- [TEXTO FORNECIDO]:
A outra mega força em confronto é a ambição do Estado russo de se constituir como o centro da política, cultura e economia euro-asiática. Este impulso de longo prazo é incompreendido pelo enfoque em Putin - a sua ambição e o seu estado de espírito. Jane Burbank, professora emeritus de História e estudos russos e eslavos na Universidade de Nova Iorque, lembra-nos: “Desde os anos 90, planos para reunir a Ucrânia e outros estados pós-soviéticos numa superpotência transcontinental têm vindo a fermentar na Rússia. Uma teoria revitalizada do império eurasiático informa cada movimento do Sr. Putin”.
De facto, desde o colapso do império russo em 1917, uma linha de pensadores russos tem desenvolvido uma ideologia do eurasianismo. Foi suprimida durante o período soviético, mas eclodiu durante a perestroika no final dos anos 80. A ideologia coloca não só a América, mas todo o mundo atlântico como o adversário da Rússia no “choque de civilizações”, com a ortodoxia russa aproveitada como a cola na guerra geopolítica que se avizinha. Sob Putin, os temas da glória imperial e da vitimização ocidental foram elevados ao centro das atenções em todo o país.
Como Burbank explica, a Ucrânia figurava nesta ideologia eurasiática como um obstáculo desde o início. Os ideólogos eurasianos dos anos 20 já falavam do “problema da Ucrânia”, apresentando a Ucrânia como excessivamente “individualista” e insuficientemente ortodoxa. Ideólogos proeminentes dos anos 90 identificavam a soberania ucraniana como, nas palavras de um deles, um “enorme perigo para toda a Eurásia”. O projecto russo da Eurásia, disse, exigia, como “imperativo absoluto”, o controlo total de toda a costa norte do Mar Negro. A Ucrânia tinha de se tornar “um sector puramente administrativo do Estado centralizado russo”.
Esta é a ideologia que motivou Putin, que o levou a declarar a Ucrânia como “uma colónia com um regime fantoche” na véspera da invasão. Esta é a ideologia que inspira e justifica a seus olhos a sua guerra brutal.

- [LINHAS FORNECIDAS]:
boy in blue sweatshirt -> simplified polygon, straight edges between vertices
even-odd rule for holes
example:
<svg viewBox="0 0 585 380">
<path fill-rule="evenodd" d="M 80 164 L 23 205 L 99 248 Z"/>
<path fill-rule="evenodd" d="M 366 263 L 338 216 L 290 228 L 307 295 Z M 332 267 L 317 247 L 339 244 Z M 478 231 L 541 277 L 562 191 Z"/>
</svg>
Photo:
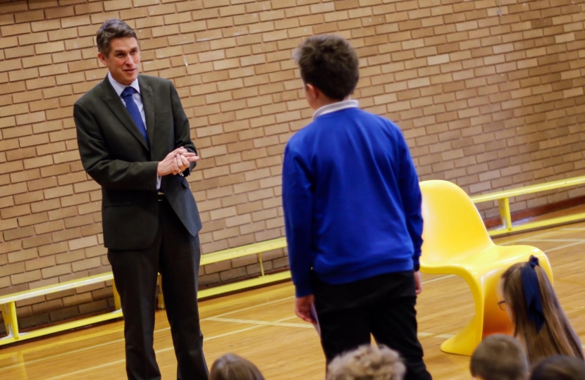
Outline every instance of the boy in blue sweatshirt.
* * *
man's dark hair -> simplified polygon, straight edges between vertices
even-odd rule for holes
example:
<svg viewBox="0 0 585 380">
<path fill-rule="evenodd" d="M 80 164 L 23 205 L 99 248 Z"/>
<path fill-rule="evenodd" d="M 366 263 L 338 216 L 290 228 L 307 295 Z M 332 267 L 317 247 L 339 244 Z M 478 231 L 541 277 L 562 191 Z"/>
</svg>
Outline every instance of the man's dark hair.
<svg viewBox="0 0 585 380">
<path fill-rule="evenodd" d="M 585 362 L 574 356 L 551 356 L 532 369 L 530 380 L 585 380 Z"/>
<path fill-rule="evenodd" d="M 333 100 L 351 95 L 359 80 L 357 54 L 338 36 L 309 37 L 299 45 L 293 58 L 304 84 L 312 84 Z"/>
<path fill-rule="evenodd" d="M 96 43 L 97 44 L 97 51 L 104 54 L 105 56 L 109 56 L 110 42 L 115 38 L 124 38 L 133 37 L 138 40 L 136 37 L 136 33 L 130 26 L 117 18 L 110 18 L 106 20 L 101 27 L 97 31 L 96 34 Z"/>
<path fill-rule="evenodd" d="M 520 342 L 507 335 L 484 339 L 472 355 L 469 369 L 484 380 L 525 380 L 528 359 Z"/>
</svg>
* * *
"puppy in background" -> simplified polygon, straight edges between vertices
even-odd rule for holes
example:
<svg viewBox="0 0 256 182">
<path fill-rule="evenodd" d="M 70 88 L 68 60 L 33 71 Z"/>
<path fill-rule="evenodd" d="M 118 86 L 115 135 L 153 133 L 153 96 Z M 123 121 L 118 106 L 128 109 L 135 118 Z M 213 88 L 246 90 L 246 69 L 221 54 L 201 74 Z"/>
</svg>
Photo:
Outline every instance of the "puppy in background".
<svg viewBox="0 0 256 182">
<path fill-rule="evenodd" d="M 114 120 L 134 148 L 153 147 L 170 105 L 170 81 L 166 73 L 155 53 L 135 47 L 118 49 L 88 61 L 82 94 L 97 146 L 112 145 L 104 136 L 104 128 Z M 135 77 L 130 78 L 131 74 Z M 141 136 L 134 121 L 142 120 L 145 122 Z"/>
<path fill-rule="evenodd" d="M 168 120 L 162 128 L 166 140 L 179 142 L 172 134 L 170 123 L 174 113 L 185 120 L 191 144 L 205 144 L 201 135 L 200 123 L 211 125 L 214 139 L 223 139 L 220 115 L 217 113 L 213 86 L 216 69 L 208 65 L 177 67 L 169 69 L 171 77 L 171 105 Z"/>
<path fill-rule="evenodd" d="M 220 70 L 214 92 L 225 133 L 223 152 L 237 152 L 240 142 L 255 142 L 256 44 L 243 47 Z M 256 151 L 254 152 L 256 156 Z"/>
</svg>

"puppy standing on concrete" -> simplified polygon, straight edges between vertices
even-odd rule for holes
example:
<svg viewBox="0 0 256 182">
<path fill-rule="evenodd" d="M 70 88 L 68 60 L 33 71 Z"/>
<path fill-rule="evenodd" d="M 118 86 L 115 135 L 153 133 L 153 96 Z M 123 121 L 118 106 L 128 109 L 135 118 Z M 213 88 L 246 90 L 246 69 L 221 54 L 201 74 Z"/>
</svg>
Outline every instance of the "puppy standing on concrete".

- [EXERCÍCIO]: Reproduza fielmente o trecho do texto sobre a ideologia eurasiática russa, desde "Esta é a ideologia que motivou" até "sua guerra brutal.". As linhas não têm qualquer relação com o texto.

- [RESULTADO DA TAREFA]:
Esta é a ideologia que motivou Putin, que o levou a declarar a Ucrânia como “uma colónia com um regime fantoche” na véspera da invasão. Esta é a ideologia que inspira e justifica a seus olhos a sua guerra brutal.